_SOURCE MATERIAL_
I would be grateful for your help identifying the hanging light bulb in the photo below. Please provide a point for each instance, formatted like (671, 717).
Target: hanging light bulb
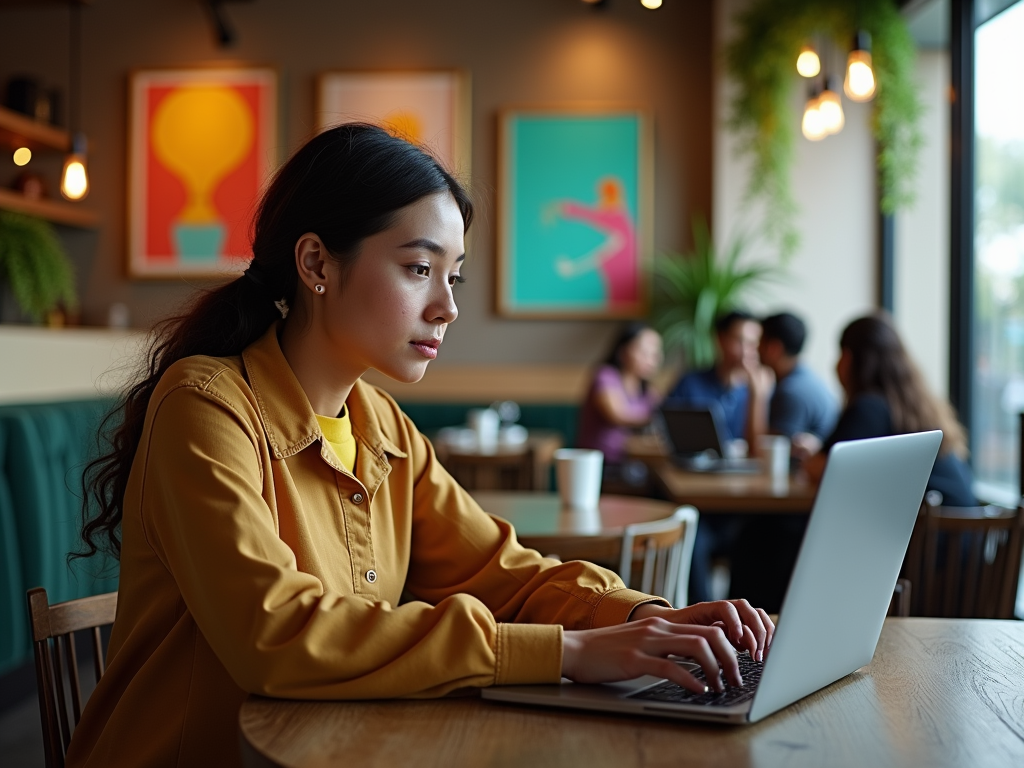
(813, 125)
(830, 108)
(859, 84)
(75, 178)
(808, 64)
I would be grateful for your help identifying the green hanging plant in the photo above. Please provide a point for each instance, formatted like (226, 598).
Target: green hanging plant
(761, 60)
(34, 263)
(692, 290)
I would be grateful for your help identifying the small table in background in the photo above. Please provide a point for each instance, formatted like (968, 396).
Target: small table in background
(715, 493)
(520, 466)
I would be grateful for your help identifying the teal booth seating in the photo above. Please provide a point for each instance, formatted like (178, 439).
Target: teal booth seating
(43, 451)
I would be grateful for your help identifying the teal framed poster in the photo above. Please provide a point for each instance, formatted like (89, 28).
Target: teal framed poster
(574, 213)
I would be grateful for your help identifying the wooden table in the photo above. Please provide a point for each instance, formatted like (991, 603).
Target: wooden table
(733, 492)
(939, 692)
(541, 523)
(521, 466)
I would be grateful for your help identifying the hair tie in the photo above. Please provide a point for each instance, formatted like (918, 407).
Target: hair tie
(257, 273)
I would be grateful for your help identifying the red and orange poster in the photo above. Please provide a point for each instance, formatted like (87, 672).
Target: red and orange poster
(202, 144)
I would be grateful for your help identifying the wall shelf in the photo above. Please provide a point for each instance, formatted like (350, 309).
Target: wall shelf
(18, 130)
(56, 211)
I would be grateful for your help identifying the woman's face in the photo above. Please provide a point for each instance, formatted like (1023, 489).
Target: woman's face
(389, 309)
(642, 356)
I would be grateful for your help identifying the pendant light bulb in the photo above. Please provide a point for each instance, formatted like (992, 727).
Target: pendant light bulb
(808, 64)
(813, 125)
(859, 83)
(75, 178)
(830, 109)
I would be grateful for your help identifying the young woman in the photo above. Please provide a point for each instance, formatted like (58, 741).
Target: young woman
(885, 395)
(269, 509)
(621, 399)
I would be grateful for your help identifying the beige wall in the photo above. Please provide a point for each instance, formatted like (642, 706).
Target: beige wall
(832, 278)
(528, 51)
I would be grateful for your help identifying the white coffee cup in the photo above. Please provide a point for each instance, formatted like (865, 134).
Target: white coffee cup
(579, 474)
(774, 452)
(484, 423)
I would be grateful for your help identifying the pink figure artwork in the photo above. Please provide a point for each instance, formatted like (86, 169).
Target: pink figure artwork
(615, 258)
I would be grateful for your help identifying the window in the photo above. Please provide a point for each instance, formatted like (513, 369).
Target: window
(997, 390)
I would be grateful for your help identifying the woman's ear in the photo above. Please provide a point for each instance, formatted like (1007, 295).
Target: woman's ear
(310, 254)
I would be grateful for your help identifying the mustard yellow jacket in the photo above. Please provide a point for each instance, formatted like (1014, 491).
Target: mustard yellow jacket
(253, 562)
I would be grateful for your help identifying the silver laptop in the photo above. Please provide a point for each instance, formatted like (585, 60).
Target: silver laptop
(838, 597)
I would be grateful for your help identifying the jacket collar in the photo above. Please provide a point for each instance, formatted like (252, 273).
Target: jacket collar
(289, 419)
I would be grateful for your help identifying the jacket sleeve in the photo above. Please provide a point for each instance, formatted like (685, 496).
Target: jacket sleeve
(459, 549)
(279, 631)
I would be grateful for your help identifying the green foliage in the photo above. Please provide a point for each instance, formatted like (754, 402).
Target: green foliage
(762, 61)
(34, 263)
(691, 290)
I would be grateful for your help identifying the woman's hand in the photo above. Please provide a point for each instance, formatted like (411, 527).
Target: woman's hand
(706, 633)
(641, 647)
(748, 628)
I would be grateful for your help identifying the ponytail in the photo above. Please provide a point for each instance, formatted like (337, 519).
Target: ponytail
(344, 184)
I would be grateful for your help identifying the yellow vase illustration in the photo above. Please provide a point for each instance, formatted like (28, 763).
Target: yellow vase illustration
(201, 133)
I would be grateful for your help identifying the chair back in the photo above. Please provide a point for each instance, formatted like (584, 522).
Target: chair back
(53, 629)
(663, 551)
(970, 561)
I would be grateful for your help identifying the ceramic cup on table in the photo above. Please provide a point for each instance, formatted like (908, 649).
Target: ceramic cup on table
(774, 452)
(578, 472)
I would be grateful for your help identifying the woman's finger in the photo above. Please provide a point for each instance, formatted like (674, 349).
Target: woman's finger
(769, 627)
(707, 645)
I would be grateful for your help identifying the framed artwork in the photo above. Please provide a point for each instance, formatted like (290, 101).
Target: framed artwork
(574, 213)
(429, 109)
(201, 143)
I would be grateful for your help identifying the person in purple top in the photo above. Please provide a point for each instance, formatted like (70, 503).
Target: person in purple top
(621, 398)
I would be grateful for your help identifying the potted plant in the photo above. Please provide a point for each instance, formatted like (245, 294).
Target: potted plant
(691, 290)
(35, 265)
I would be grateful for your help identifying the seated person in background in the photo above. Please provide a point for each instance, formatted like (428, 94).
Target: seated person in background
(621, 398)
(727, 383)
(885, 395)
(801, 407)
(727, 386)
(803, 410)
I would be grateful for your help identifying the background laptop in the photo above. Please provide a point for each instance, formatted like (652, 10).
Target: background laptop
(696, 437)
(834, 608)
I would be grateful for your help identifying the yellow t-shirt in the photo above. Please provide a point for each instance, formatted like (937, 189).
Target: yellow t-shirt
(338, 433)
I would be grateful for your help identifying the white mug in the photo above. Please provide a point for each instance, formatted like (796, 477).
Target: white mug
(579, 474)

_TASK GOAL_
Word for word, reproduce the material above and omit each image.

_TASK SOLUTION_
I would be grateful for your help identifying the hanging light bulb in the photo below. Please provide a point for each instance, formatted like (671, 717).
Target: hanging light bulb
(813, 125)
(830, 108)
(859, 84)
(75, 178)
(808, 64)
I would be grateful for your help identifying the green hanging plant in the photo above. Please provide a point for each instance, formatted like (226, 598).
Target: green hanging plant
(761, 60)
(34, 263)
(692, 290)
I would be grateful for your help identifying the small table in background in the photo above. Please provide a point for each instance, formatted like (968, 396).
Target: small table in background
(715, 493)
(520, 466)
I would be grateful for your help identifying the teal booth seating in the photo above. Please provide a point for each instance, formatted like (178, 439).
Target: teal booth seating
(43, 451)
I would be grateful for your help identifying the teal framed poster in the photo above. Please provide a point for each instance, formatted like (89, 28).
Target: teal framed poster
(574, 213)
I would be grateful for your help identifying the wooden table in the photo above. Please provide a point for each instance, formatted like (991, 603).
Target: wooden table
(733, 492)
(939, 692)
(541, 523)
(521, 466)
I would be grateful for your help identifying the hair tie in the photo above. Please provide a point for each instance, formatted like (918, 407).
Target: hair tie
(257, 273)
I would be grateful for your help identifying the red and orange poster in the photo above. Please provide a point for each instance, formatted like (87, 672).
Target: red and orange poster
(202, 144)
I would be grateful for your help identifying the wall shelf in the photo above. Please provide a point for each instance, formatted like (350, 309).
Target: wall shelf
(18, 130)
(56, 211)
I would be grateful for your help identifying the woman's face in the photo above. Please provide a point for each instance, formatted like (1023, 489).
Target: woman's face
(389, 309)
(642, 356)
I would be grateful for your help identifying the pendant light bulb in the photo above. Please provide a point for each instance, formatted like (992, 727).
Target: pendant light bulb
(808, 64)
(813, 125)
(859, 83)
(75, 178)
(830, 109)
I would be grateful for your help identifying the young woman in the photo above. Please provide a point for each instance, formatted like (58, 741).
Target: young woman
(885, 395)
(269, 509)
(621, 399)
I would be grateful for your help identifying the beige wall in the photo above. Please provide a point for each instance, formatted like (642, 706).
Target: beige wall
(832, 278)
(528, 51)
I would be grateful for your help identifying the white coffee cup in the photo above. Please provide a point for each instance, formatted like (865, 134).
Target: white coffee cup
(579, 474)
(774, 452)
(484, 423)
I would be grateful for your help identifying the pink figure artwork in the photo above. Please provide a point for each instance, formatted like (86, 169).
Target: pink figure artwork
(615, 258)
I would be grateful for your help identifying the window in the photo above. Please provide a point for each instance, formatted like (513, 369).
Target: window
(997, 390)
I would be grateful for your help identifying the woman's ear in the photo above. Please provide a point for each instance, formatted like (1007, 295).
Target: woman's ear
(310, 254)
I would be grateful for your help identifying the mustard yellow jacket in the photo above. Please provide a point for each instance, formatted like (1014, 491).
Target: mustard yellow jacket
(253, 562)
I would be grateful for your help identifying the silver laptop in the photo above. Please provide a point for each instance, formatted like (585, 60).
Target: silver laptop
(838, 597)
I would be grateful for your help identifying the jacket collar in the photo above. Please provide a point for each instance, formatted like (252, 273).
Target: jacket collar
(289, 419)
I would be grateful for your help identifying the jacket sleeve in the photo above. Please provide a point for each instance, formatted like (685, 496).
Target: jacket sleeve
(459, 549)
(279, 631)
I would be grateful for your help identifying the green foliage in the photo above. Please provide a point for each instance, formatted like (754, 402).
Target: green foliage
(762, 61)
(34, 263)
(691, 290)
I would be grateful for your help identifying the woman's hand in the photo above. Please provide a point for each instance, formatted like (411, 527).
Target: woman's hand
(706, 633)
(641, 647)
(748, 628)
I would be grateful for your help identifying the ponytail in the photo above. Please provide a point for each instance, formatted like (337, 519).
Target: ponytail
(344, 184)
I would be grateful for your help identifying the yellow vase illustration in the photo above. Please provide a point for each instance, formatted like (28, 763).
Target: yellow vase illustration
(201, 133)
I would be grateful for your help identifying the chair back in the photo above. Please provide a point for each instance, formatted like (584, 522).
Target: chair back
(53, 629)
(663, 551)
(970, 561)
I would be grateful for your help identifying the ceramic cup on table in the photo above. Please provide a point for each instance, formatted like (908, 649).
Target: ceramic cup on table
(774, 452)
(578, 472)
I would be grateful for your help identifying the woman's finger in the photo above. Please provide a point for each instance, formatted like (674, 349).
Target: woman's finger
(769, 627)
(707, 645)
I would be grateful for your help identifying the framed artwork in the photo above. Please provide a point for each instance, formatted like (290, 101).
Target: framed artwork
(574, 213)
(429, 109)
(201, 143)
I would be grateful for your help identifying the person in purple top in the photo above. Please provide a point for each instance, formatted like (70, 503).
Target: person in purple top
(621, 398)
I would be grateful for your help identifying the potted plant in the photo above. Please provide a point for each instance, formatted like (245, 294).
Target: potted plant
(691, 290)
(35, 265)
I would be grateful for your help identifying the seated person in background in the photo above. Please provide a point for each instance, formatted like (428, 94).
Target: seated person in background
(621, 398)
(727, 383)
(885, 395)
(801, 407)
(727, 386)
(803, 410)
I would be grateful for your help identifying the background laptop in the photo above. Please provide a point for each instance, formatted like (652, 10).
Target: background laptop
(696, 437)
(834, 608)
I would be grateful for your help identifying the yellow t-shirt in the photo above. Please provide a point for each instance, formatted like (937, 189).
Target: yellow t-shirt
(338, 433)
I would be grateful for your help identifying the white mug in the photo above. Please provide a point for each instance, formatted like (796, 477).
Target: white mug
(579, 474)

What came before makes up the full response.